Schriftlicher Auftrag 1 ::
Beantworte anhand des Textes über Weltraummüll die folgenden Fragen.
(a) Wie viel wiegt TIRA?
(b) In wie vielen Sekunden kann sich das Radar einmal um sich selbst drehen?
(c) Wem gehören die Trümmer laut Metz weiterhin?
Schriftlicher Auftrag 2 ::
Übersetze aus dem Text über Weltraummüll den Satz „Im All wie auf der Erde gilt: Am besten ist es, Müll gar nicht erst zu produzieren.“ ins Englische.
Schriftlicher Auftrag 3 ::
Führe den Text über Weltraummüll nach seinem letzten Satz weiter.

Quelle ::
━━━

Die Radarschüssel des TIRA-Teleskops vom Fraunhofer-Institut für Radartechnik

TIRA wiegt ganze 240 Tonnen, trotzdem kann das Radar sich in nur 15 Sekunden einmal um sich selbst drehen | Bild: Fraunhofer FHR

Europäische Müllschlucker können nicht einfach Trümmer der NASA einsammeln

Im All wie auf der Erde gilt: Am besten ist es, Müll gar nicht erst zu produzieren. Auch wenn Harpunen, Segel und Netze einmal praxistauglich werden sollten, werden sie kaum in der Lage sein, den ganzen Erdorbit aufzuräumen. Und sie dürfen es auch gar nicht. Obwohl der Weltraum allen gehört, gehören die Trümmer weiterhin dem Staat, der sie produziert hat, sagt Metz:

"Das ist so, als würden wir ein Abschleppauto haben und einfach jedes Auto mitnehmen, das auf der Straße steht. Da wird der Besitzer nicht sehr erfreut sein. Wir Europäer können also nicht einfach ungefragt ein Teil aus einem amerikanischen Projekt aus dem Erdorbit entfernen"

━━━

Einträge der Sammlung ::
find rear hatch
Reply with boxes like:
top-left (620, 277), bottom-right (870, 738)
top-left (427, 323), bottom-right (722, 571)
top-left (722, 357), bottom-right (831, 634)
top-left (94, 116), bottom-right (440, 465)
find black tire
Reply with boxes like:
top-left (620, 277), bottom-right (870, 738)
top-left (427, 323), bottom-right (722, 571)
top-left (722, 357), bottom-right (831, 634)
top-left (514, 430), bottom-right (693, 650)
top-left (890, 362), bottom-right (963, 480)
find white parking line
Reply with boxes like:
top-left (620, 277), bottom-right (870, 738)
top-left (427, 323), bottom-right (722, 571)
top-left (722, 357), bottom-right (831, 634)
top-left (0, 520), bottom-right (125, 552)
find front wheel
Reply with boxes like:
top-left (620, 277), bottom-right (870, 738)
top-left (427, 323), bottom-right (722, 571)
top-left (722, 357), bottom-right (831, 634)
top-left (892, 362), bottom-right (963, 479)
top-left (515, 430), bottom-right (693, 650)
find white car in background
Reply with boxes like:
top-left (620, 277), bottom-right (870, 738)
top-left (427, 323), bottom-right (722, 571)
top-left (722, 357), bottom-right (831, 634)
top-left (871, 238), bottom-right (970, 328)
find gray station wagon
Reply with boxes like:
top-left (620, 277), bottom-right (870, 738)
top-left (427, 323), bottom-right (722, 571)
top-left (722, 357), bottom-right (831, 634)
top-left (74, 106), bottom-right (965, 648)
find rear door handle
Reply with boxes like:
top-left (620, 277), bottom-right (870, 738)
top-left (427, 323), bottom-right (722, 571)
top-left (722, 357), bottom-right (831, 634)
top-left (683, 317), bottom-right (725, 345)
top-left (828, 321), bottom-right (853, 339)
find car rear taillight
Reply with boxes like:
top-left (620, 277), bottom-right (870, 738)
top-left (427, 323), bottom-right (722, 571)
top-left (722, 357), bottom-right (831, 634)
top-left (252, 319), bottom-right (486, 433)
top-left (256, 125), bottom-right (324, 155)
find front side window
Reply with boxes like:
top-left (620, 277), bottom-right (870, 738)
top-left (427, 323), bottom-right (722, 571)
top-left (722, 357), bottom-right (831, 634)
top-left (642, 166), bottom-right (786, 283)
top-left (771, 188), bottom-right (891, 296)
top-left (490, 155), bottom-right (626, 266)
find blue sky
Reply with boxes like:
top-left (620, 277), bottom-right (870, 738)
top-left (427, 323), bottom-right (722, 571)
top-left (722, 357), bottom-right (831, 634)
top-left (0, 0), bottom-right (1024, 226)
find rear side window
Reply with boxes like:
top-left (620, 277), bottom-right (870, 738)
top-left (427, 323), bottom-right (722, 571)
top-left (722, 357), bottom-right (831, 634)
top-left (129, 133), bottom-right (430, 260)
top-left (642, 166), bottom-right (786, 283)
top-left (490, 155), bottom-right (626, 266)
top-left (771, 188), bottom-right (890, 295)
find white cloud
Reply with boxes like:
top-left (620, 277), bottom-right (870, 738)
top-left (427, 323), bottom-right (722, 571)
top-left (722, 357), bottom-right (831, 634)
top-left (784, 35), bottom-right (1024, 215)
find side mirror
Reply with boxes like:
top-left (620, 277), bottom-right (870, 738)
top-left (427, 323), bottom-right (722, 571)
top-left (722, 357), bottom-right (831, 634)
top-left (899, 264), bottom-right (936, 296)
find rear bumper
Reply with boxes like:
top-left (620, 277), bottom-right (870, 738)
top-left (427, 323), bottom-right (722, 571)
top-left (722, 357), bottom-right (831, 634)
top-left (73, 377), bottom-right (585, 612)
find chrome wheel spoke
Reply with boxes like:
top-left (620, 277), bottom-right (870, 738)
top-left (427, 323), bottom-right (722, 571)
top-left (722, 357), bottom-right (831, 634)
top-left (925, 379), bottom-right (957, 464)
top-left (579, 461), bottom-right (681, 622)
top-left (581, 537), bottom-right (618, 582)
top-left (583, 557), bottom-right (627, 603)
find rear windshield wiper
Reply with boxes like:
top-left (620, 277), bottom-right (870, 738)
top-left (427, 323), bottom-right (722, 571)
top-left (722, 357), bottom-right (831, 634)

━━━

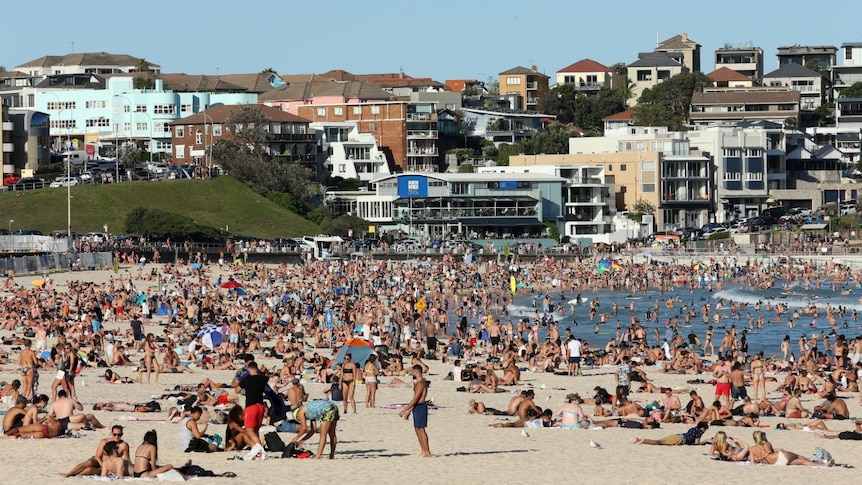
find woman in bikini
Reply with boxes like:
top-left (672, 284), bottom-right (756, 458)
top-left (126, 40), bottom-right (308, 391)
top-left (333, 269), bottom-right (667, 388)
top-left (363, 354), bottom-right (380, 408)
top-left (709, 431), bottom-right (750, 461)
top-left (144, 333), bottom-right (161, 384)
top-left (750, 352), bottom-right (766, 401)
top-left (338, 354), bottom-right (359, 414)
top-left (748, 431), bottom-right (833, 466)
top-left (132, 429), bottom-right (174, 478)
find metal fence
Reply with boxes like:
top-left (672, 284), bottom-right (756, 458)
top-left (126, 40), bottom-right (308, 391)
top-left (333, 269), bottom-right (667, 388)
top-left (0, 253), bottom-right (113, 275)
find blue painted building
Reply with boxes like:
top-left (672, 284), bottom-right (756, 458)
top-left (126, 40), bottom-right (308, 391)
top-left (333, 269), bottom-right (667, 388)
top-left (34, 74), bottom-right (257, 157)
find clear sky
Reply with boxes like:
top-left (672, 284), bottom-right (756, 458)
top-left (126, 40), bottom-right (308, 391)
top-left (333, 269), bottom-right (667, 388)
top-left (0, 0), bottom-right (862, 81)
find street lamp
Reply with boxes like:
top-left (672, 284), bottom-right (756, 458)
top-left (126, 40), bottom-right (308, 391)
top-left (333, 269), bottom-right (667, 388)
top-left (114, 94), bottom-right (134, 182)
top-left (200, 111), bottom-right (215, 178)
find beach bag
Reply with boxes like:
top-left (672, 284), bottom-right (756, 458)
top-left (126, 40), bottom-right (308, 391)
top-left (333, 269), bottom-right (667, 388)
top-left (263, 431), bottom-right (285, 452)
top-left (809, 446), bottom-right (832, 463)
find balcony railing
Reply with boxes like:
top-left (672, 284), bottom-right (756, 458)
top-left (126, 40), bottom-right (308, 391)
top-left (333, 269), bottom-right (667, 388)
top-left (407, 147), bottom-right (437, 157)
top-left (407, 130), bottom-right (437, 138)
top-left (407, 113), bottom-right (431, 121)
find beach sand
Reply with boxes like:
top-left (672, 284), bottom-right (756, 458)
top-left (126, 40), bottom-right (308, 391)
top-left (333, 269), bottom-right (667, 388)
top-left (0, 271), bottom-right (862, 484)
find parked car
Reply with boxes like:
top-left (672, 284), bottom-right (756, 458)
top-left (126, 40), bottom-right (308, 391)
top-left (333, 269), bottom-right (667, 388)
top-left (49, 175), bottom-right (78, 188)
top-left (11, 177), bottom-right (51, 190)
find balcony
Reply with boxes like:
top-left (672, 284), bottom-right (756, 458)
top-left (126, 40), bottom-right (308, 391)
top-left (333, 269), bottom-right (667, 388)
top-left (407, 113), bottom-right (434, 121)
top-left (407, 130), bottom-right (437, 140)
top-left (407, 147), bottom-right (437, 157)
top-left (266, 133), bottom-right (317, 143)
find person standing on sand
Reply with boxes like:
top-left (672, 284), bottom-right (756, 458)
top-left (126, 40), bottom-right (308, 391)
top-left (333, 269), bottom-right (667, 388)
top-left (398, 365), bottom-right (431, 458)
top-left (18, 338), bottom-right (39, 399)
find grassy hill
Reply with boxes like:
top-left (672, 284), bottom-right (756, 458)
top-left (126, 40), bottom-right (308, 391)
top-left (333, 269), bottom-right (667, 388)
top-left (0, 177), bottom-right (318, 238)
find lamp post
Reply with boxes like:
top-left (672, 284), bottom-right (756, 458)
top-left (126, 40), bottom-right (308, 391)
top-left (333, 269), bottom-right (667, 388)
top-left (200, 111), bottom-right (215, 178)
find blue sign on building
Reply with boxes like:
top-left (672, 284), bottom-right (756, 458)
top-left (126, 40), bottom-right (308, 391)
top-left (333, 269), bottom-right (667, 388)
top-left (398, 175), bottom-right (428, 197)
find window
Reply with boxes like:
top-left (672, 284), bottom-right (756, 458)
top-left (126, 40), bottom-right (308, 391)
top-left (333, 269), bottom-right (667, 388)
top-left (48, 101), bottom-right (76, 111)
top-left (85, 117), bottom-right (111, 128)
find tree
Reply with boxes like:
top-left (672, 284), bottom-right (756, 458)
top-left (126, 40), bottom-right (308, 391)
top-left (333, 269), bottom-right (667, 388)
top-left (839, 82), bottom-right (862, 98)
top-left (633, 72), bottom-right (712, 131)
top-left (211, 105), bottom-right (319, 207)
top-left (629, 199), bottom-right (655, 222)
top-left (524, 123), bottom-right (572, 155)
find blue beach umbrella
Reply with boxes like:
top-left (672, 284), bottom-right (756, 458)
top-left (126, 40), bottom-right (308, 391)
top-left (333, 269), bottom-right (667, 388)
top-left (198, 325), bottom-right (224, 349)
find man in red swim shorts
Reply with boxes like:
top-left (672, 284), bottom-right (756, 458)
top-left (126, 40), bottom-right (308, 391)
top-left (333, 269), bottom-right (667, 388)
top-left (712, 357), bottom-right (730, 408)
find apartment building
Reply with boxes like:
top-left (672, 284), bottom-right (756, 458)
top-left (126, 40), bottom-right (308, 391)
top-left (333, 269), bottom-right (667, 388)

━━━

Antwort zur Aufgabe 1 ::
(a) 240 Tonnen
(b) In 15 Sekunden
(c) Dem Staat, der sie produziert hat

Antwort zur Aufgabe 2 ::
In space as on Earth, the rule is: it is best not to produce waste in the first place.

Antwort zur Aufgabe 3 ::
Ein Schritt in Sachen Müllvermeidung auf der ISS ist eine Filteranlage der NASA für Astronauten-Urin und -Schweiß. Seit 2008 können sich die Raumfahrer darüber zusätzlich mit Trinkwasser versorgen und müssen den Urin nicht mehr ins All ablassen, wo er sofort zu Urinschneekristallen gefrieren würde. Bisher konnten sich jedoch nur die US-Astronauten dazu durchringen, das Wasser zu trinken. Der russische Teil der Besatzung konnte sich mit dem Gedanken noch nicht anfreunden.